▶ Consignes de travail:
Poursuivez, s'il vous plaît, l'extrait sur la mobilisation contre les réformes universitaires en reprenant juste après sa dernière phrase.

45 000 manifestants (selon le Snesup), étudiants, enseignants-chercheurs et personnels techniques et administratifs des universités ont défilé dans des cortèges mobilisés dans une vingtaine de villes. A Paris, celui de Jussieu au ministère de la recherche a rassemblé entre 15 000  et 20 000 personnes, celui de Toulouse 6000 personnes par exemple, selon l'organisation syndicale.

Pécresse chahutée à Strasbourg

Autre point névralgique : Strasbourg (1600 à 2000), où la ministre est venue inaugurer la nouvelle université unique dans la matinée. Une dizaine d'enseignants-chercheurs, qui remettaient une pétition avec 2200 signatures pour protester contre les réformes, ont chahuté le discours de la ministre dans le Palais universitaire strasbourgeois. Selon SLU, la quasi-totalité des universités - souvent  seulement quelques UFR ou départements -  suivent le mouvement avec le vote d'appels à la grève.

Des cours sur les raisons de la colère

Sur les campus, plusieurs enseignants-chercheurs ont, eux, choisi une approche pédagogique. Ils sont présents pendant leurs cours et réservent un moment – voire l’intégralité du cours – pour expliquer les raisons de leur mobilisation contre les réformes gouvernementales.  

Dimitri Houtcieff, professeur à la faculté de droit d’Evry, souhaite en effet « expliquer les raisons de la grève » aux étudiants. « L’objectif n’est pas de les rallier au mouvement mais de leur expliquer la réforme », précise le juriste, en prenant une demi-heure sur son cours de trois heures.

La plupart des enseignants de son département - une trentaine - ont suivi ce modus operandi. Jusqu’à aujourd’hui. « Nous avons décidé d’entrer dans des modalités plus dures ensuite en appelant à la grève totale », annonce-t-il.

Lignes d'un jeu de données de pointage
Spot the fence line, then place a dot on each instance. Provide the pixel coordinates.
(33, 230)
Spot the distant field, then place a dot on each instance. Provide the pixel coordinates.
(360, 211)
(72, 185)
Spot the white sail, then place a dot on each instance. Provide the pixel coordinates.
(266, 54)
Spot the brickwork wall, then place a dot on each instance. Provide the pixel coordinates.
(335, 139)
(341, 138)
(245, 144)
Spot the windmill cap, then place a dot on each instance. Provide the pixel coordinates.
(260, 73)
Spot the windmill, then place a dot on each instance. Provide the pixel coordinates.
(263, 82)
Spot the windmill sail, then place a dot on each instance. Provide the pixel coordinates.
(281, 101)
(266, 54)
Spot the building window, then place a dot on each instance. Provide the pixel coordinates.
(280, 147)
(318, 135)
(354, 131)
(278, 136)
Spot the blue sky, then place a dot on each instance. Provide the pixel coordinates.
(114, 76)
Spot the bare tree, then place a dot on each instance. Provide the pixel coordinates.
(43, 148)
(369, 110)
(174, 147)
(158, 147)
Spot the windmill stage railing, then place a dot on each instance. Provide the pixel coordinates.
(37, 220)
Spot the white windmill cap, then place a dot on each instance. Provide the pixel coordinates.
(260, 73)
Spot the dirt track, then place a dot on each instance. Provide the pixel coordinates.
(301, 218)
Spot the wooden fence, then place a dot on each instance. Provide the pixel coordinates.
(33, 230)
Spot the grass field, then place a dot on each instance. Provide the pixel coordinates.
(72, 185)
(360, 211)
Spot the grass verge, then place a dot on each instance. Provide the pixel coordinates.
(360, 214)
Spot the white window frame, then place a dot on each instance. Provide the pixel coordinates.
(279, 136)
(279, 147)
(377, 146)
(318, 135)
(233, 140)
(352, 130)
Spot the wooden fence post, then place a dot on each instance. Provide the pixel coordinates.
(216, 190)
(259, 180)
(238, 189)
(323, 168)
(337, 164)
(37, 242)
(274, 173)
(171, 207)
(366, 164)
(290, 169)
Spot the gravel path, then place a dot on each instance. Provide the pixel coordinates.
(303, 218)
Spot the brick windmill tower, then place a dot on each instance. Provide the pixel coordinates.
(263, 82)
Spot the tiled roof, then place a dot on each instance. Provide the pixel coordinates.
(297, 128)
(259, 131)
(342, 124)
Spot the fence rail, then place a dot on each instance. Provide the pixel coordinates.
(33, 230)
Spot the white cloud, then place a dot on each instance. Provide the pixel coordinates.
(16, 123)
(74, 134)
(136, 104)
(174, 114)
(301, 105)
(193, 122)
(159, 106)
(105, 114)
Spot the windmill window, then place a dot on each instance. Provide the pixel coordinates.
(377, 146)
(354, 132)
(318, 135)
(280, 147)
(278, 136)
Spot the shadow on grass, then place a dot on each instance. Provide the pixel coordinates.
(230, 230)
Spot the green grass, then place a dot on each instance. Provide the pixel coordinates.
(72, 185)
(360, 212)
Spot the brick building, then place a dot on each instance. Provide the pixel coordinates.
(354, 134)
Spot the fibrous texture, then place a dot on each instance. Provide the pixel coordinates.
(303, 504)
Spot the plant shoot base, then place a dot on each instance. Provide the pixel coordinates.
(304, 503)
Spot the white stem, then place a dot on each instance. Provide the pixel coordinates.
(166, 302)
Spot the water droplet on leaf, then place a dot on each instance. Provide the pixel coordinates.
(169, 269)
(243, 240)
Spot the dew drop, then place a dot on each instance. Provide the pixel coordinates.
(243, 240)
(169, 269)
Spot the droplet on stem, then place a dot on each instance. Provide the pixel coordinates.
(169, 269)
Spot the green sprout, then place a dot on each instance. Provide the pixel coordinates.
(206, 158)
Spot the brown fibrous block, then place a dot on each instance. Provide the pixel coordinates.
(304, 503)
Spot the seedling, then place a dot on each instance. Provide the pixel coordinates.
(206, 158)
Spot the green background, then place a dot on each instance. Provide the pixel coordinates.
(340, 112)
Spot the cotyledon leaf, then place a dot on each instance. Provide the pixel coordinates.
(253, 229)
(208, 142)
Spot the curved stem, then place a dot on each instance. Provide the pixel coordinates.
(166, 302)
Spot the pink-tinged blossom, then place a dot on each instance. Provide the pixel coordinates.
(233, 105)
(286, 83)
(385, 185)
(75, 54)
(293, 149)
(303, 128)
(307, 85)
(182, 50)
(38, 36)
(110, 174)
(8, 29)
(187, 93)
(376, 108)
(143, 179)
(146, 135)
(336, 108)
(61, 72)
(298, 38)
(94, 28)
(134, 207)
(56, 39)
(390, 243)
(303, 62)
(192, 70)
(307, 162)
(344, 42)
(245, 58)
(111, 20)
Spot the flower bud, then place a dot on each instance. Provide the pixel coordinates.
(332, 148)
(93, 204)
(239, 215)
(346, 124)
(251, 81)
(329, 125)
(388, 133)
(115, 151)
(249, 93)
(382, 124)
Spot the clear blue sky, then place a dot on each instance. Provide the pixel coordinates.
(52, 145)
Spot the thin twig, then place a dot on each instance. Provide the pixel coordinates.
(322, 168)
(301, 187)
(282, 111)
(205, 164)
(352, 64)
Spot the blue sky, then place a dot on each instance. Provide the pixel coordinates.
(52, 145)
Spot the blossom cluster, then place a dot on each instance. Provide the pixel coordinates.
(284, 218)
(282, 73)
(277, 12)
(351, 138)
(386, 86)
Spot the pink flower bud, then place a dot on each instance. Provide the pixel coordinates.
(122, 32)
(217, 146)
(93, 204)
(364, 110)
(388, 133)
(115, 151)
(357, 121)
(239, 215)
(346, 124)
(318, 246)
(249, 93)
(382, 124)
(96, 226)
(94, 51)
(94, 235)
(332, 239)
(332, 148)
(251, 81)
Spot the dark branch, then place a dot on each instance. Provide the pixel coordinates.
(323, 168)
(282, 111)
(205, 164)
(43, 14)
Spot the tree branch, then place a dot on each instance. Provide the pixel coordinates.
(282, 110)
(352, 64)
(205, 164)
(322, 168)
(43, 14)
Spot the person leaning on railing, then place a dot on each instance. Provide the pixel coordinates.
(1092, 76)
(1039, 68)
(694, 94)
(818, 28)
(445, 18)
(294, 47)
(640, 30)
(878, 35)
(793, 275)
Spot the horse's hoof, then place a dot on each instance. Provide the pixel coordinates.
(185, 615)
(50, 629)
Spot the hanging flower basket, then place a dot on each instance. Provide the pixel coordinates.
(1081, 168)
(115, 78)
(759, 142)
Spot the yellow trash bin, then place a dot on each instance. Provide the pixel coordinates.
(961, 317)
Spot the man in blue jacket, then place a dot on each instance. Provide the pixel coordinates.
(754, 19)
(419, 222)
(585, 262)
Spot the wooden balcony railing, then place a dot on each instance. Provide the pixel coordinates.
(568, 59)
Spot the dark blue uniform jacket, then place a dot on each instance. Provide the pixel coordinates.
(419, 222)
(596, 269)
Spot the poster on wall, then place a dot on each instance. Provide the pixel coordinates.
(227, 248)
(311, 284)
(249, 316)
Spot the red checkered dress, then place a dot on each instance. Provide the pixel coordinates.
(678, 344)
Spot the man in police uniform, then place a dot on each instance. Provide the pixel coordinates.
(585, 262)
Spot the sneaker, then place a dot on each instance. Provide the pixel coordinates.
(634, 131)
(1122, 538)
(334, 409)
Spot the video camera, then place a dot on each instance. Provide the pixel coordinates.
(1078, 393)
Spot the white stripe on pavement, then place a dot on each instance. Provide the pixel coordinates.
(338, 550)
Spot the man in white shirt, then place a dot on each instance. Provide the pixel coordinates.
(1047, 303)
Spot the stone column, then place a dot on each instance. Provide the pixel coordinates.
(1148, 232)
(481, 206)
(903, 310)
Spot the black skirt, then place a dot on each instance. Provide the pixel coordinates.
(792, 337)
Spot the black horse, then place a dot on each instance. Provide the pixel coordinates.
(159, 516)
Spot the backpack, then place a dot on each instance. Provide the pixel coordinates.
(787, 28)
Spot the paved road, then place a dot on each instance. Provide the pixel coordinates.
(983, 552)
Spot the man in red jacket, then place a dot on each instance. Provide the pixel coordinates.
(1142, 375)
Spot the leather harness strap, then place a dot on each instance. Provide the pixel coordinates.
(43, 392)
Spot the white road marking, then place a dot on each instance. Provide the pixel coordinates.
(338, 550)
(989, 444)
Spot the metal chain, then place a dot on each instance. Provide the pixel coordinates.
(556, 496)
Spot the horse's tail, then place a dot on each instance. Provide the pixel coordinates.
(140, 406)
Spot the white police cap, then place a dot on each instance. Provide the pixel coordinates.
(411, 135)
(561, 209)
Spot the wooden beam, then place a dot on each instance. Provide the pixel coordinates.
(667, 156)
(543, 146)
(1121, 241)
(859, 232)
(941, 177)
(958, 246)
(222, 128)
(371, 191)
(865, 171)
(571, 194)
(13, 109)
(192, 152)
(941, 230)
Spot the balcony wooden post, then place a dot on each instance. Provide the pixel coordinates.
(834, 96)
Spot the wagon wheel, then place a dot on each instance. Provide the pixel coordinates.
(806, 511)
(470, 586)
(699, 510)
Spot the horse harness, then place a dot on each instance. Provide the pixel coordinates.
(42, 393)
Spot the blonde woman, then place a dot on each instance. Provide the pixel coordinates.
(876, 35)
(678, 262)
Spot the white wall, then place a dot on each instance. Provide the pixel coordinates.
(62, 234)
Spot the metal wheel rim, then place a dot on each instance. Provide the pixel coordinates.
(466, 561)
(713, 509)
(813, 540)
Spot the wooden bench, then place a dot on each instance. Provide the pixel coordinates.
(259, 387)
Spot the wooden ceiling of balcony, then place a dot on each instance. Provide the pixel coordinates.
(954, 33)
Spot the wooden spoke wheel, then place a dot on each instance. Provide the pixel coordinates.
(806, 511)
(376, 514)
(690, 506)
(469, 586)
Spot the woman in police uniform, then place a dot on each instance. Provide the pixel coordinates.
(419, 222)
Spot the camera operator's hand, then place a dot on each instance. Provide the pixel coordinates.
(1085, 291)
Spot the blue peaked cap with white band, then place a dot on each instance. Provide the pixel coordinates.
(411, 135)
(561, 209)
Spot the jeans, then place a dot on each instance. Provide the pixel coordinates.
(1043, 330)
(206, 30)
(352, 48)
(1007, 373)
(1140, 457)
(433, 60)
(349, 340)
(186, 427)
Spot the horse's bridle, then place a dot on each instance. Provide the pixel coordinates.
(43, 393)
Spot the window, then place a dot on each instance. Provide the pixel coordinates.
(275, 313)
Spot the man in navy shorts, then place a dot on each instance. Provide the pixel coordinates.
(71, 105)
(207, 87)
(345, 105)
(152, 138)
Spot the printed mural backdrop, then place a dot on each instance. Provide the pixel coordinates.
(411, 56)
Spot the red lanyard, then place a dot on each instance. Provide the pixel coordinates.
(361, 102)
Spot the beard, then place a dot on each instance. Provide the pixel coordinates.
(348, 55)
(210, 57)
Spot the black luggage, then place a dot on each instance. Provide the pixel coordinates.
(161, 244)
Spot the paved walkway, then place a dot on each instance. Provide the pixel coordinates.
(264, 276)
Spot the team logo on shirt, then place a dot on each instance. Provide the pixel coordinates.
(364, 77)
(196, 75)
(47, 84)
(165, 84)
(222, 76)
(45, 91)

▶ Réponse rédigée:
Une enseignante raconte également, sur le blog de ce professeur de droit , qu’elle a proposé un débat à ses étudiants. Ou en tout cas au « tiers restant dans l'amphi après leur avoir annoncé que je ne ferai pas cours et proposé un débat », écrit-elle avec ironie. Certains professeurs de Paris 1, de Lille 1 ou encore de Paris 8, prennent eux aussi le temps de la discussion avec leurs étudiants.

EHESS : débats publics à la place des enseignements

Autre initiative, à l'EHESS cette fois. Un collectif de chercheurs (SLRU-EHESS) de la prestigieuse école de sciences humaines et sociales a lancé une série de rencontres publiques, intitulée « Changeons le programme » , à la place des cours prévus.  

Les enseignants-chercheurs qui le souhaitent remplacent ainsi leur séminaire par une séance thématique sur l’un des aspects des réformes en cours. Sous l’angle historique, international, européen, culturel, etc, une trentaine de débats et d'interventions sont ouverts au public du 2 au 6 février 2009. L’opération est reconduite la semaine suivante.

Marcel Gauchet argumente pendant deux heures

Marcel Gauchet a ainsi tenu une conférence mercredi 4 février 2009 autour du thème « La redéfinition du savoir sous le néo-libéralisme ». Deux heures - à regarder en podcast - durant lesquelles le célèbre philosophe a argumenté contre le programme de réformes gouvernementales dans les universités.

« Certains de nos collègues italiens nous ont ainsi expliqué comment cela se passe chez eux », raconte un membre du collectif, André Gunthert , chercheur et maître de conférences à l'EHESS, où il dirige le Laboratoire d'histoire visuelle contemporaine. « Nous sentons un véritable besoin d’informations et de discussions, note-t-il. « Exactement ce sur quoi le gouvernement a fait l’impasse ».

La gauche... et un député UMP critiquent les réformes

Par la voix de Jean-Paul Huchon cette fois-ci , le parti socialiste revient à la charge contre les réformes menées par Valérie Pécresse. « Il est temps d’écouter le monde universitaire », estime le président de la région Ile-de-France, qui dénonce « l’absence criante de concertation".

Plus surprenant, Daniel Fasquelle, député UMP (Pas-de-Calais) a demandé, le 4 février 2009 à la ministre de l'Enseignement supérieur, de « revoir son point de vue » sur la modification du statut des enseignants-chercheurs. Il se dit prêt à interpeller le Premier ministre et le président de la République. Craignant « trop de pouvoirs entre les mains des présidents d’université et le « risque de clientélisme », ce doyen de la faculté de droit de Boulogne-sur-mer (université du Littoral) estime l'entente avec le ministère possible, mais « il y a désaccord sur les moyens utilisés ».